**Given problem**
Please list every node named in the flowchart in the text on OpenSSH and IFUNC below.

For example, Apple adds the --apple-use-keychain flag to ssh-add to help it integrate with the macOS password manager. In the case of CVE-2024-3094, Fedora and Debian maintained their own SystemD patches for their forks of OpenSSH in order to fix a race condition around sshd restarts. So the actual supply chain for SSH began to look like this:
flowchart TD A[OpenSSH] B[Portable OpenSSH] C[Debian SSH] D[Fedora SSH] A-->B B-->C B-->D C<-->|SystemD Patches|D
Loading
These patches never went into Portable OpenSSH, because the Portable OpenSSH folks were "not interested in taking a dependency on libsystemd". And they never went into upstream OpenSSH, because OpenBSD doesn't have any need to support SystemD. Concerns about "Separation of Concerns" This seems harmless enough, but it's an example of a much larger problem in Open Source, particularly in Linux: critical components of the operating system are developed by people who don't know each other, and don't talk to each other.
Did the folks who patched OpenSSH for SystemD know (or care) that libsystemd depends on xz-utils? Did the SystemD folks know (or care) that xz-utils had begun using ifunc? Did the OpenSSH folks know (or care) that ifunc was a thing? It's certainly not a thing on OpenBSD.
In some sense, this breakdown in communication is a feature of open source: I can adapt your work to my needs without having to bother you about it. But it can also lead to a degree of indirection that prevents critical design assumptions (such as a traditional dynamic linking process) from being upheld. The obvious corollary to Conway's Law is that if you are shipping your org chart, you're also shipping the bugs that live in the cracks of your org chart.
No one person or team really made a mistake here, but with the benefit of hindsight it's clear the attackers perceived that the left hand of Debian/Fedora SSH did not know what the right hand of xz-utils was doing. What is GNU IFUNC supposed do? It allows you to determine, at runtime, which version of some function you'd like to use. It does this by giving you an opportunity to run arbitrary code to influence how the linker resolves symbols.
Detecting CPU Features Suppose you have an application that must run on a wide variety of x86 CPUs. Depending on the specific features of the current CPU, you may prefer to use different algorithms for the same task. The original idea behind IFUNC was to allow programs to check for CPU features the first time a function is called, and thereafter use an implementation that will be most appropriate for that CPU. Take a look at cpu_demo.c: void print_cpu_info() __attribute__((ifunc ("resolve_cpu_info"))); void print_avx2() { printf("AVX2 is present.\n"); } void print_nope() { printf("AVX2 is missing.\n"); }
static void* resolve_cpu_info(void) { __builtin_cpu_init();
if (__builtin_cpu_supports("avx2")) { return print_avx2; } else { return print_nope; } }
int main() { print_cpu_info(); return 0; } This program shows the most common use of IFUNC: it asks the CPU whether or not it supports certain features, and provides a different implementation of a function depending on what features are supported. In this case, our function print_cpu_info will end up printing either "AVX2 is present" or "AVX2 is missing" depending on how ancient your CPU is. Probing the Process Environment While IFUNC is intended for probing CPU capabilities, nothing stops you from running more complicated code in your resolvers.

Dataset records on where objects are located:
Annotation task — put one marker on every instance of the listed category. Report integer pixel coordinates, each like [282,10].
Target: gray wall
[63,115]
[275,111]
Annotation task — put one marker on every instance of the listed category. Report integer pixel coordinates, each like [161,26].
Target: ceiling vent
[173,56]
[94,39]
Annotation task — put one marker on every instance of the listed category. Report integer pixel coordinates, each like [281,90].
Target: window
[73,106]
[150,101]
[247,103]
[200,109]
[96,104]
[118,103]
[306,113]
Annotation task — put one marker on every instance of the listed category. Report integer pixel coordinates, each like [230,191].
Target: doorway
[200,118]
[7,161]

**Full response**
OpenSSH, Portable OpenSSH, Debian SSH, Fedora SSH